### [What needs to be done]
Filter these entries down to lines holding "trousers".
### Information provided
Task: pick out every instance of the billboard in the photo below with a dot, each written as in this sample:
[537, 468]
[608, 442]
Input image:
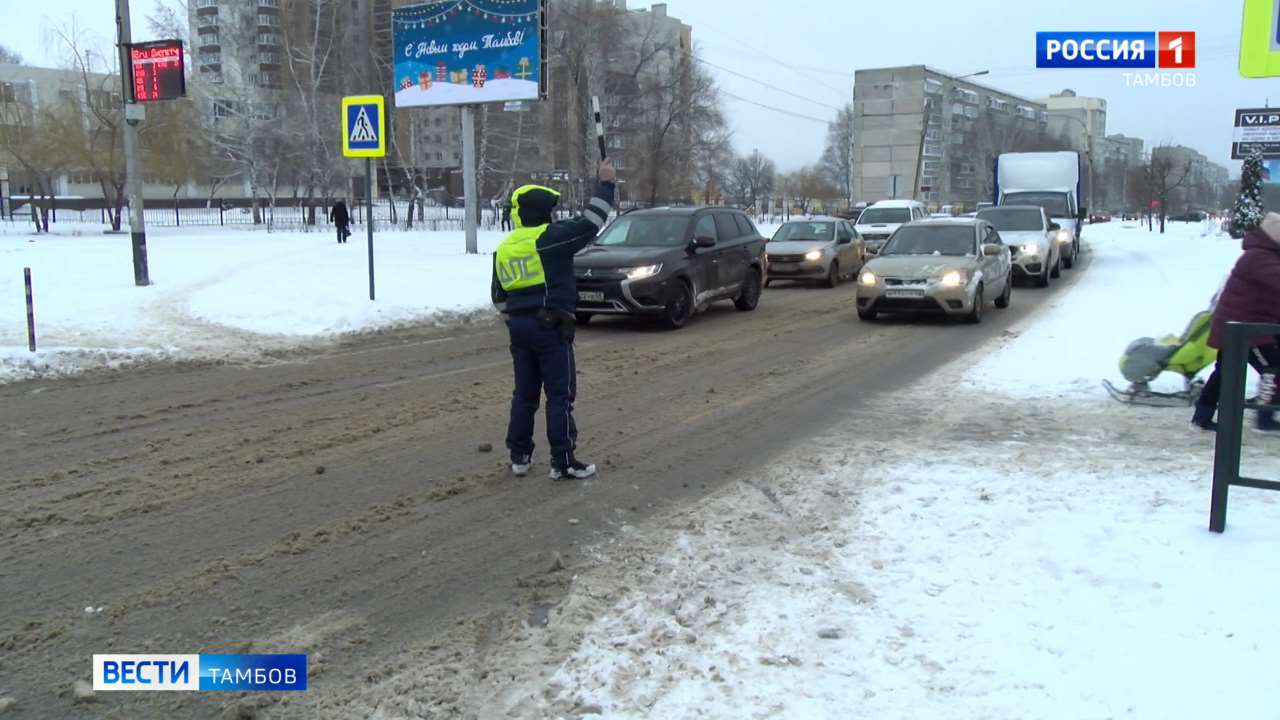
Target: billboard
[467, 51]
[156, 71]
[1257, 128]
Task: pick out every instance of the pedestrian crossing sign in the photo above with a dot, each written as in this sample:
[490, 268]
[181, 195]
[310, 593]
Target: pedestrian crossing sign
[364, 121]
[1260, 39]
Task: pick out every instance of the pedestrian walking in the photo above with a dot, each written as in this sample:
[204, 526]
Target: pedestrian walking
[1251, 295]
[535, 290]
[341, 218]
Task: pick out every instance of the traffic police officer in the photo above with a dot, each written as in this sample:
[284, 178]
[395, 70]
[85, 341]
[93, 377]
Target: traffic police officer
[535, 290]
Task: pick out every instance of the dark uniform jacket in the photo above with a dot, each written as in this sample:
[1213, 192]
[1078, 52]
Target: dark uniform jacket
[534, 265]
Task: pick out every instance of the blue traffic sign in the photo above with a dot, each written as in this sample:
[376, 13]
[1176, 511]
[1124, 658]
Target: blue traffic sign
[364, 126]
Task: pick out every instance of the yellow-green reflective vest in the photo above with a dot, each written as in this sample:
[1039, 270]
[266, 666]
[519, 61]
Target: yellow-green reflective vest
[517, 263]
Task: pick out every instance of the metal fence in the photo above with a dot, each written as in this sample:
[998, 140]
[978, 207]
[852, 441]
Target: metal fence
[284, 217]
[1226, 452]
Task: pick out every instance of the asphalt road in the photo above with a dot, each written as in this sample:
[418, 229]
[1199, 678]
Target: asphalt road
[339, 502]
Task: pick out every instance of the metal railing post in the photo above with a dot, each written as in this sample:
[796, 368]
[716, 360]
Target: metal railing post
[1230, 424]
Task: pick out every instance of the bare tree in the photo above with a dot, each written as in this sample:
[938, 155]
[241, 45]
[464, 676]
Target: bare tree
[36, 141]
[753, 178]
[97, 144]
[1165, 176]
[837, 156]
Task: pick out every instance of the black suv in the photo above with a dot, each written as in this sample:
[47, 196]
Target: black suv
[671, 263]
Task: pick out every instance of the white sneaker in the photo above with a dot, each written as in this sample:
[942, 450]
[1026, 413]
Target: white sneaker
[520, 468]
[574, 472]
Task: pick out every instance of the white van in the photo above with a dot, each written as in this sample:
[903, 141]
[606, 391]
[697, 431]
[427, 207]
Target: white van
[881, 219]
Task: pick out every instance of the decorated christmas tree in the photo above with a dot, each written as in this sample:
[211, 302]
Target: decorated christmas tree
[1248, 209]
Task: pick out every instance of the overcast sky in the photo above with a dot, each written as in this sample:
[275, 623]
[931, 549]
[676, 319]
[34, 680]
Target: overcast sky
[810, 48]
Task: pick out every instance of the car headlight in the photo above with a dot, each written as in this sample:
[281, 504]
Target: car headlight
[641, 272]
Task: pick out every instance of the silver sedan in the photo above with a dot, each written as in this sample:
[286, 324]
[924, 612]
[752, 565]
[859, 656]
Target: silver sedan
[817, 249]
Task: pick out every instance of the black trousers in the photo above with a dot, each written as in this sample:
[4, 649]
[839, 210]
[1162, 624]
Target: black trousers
######
### [Answer section]
Task: pick out every instance of the black trousers in the photo above with a dot, each written as in this sample:
Target: black trousers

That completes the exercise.